- **Study text**:
Relatively little is known about the longer-term impact of traumatic brain injury (TBI) on children's daily functioning, especially the broader outcome domain referred to as health-related quality of life (HRQL). The objective of the present study was to examine the nature and predictors of HRQL outcomes in children with moderate to severe TBI an average of 4 years postinjury.


The study used a concurrent cohort-prospective design involving postinjury assessments of 3 groups of traumatically injured children and their families including 42 with severe TBI, 42 with moderate TBI, and 50 with orthopedic injuries only. Parent and child perceptions of HRQL and child adaptive behavior measures were obtained along with parent descriptions of the child's health problems and use of medical and mental health services. Predictors included indices of injury severity, social factors, and ratings of preinjury child behavior problems and school performance.


Based on parent report, adolescents who sustained severe TBI had lower HRQL related to overall psychosocial functioning and in the domains of behavior, mental health, general health, and family impact than adolescents who sustained orthopedic injuries only. Communication skills, daily living skills, and general adaptive functioning also were rated lower in the severe TBI group. In contrast to parent reports, adolescents with severe TBI did not rate their HRQL in most domains differently than did adolescents with orthopedic injuries. There were no group differences in frequency of persistent physical limitations. Sixty-seven percent of families of children with severe TBI used mental health counseling at some point after the injury. Risks for poorer HRQL outcomes were related to family social disadvantage and poorer preinjury child behavioral and academic functioning.


Findings underscore the importance of using comprehensive measures of HRQL, along with traditional indicators of functional outcomes, when evaluating the longer-term impact of injuries in children. Identification of predictors suggests the need for close monitoring and intervention of high-risk children.

- **Exercise set**:
[A] Retype the passage of the study summary starting with "Relatively little is" and going on through "4 years postinjury.".
[B] According to the study summary, what percentage of families of children with severe TBI used mental health counseling at some point after the injury?

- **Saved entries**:

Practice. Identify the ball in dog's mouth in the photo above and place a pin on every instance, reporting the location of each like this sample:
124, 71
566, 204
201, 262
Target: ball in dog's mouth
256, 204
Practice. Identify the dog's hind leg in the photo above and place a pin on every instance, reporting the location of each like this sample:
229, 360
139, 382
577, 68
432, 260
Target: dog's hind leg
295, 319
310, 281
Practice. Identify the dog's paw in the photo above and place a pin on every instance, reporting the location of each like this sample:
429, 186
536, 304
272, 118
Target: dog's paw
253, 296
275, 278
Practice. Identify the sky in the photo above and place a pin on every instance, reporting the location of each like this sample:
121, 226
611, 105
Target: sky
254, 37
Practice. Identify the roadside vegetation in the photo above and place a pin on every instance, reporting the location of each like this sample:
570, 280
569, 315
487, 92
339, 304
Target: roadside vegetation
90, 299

- **Results of the exercise**:
[A]
Relatively little is known about the longer-term impact of traumatic brain injury (TBI) on children's daily functioning, especially the broader outcome domain referred to as health-related quality of life (HRQL). The objective of the present study was to examine the nature and predictors of HRQL outcomes in children with moderate to severe TBI an average of 4 years postinjury.

[B] Sixty-seven percent.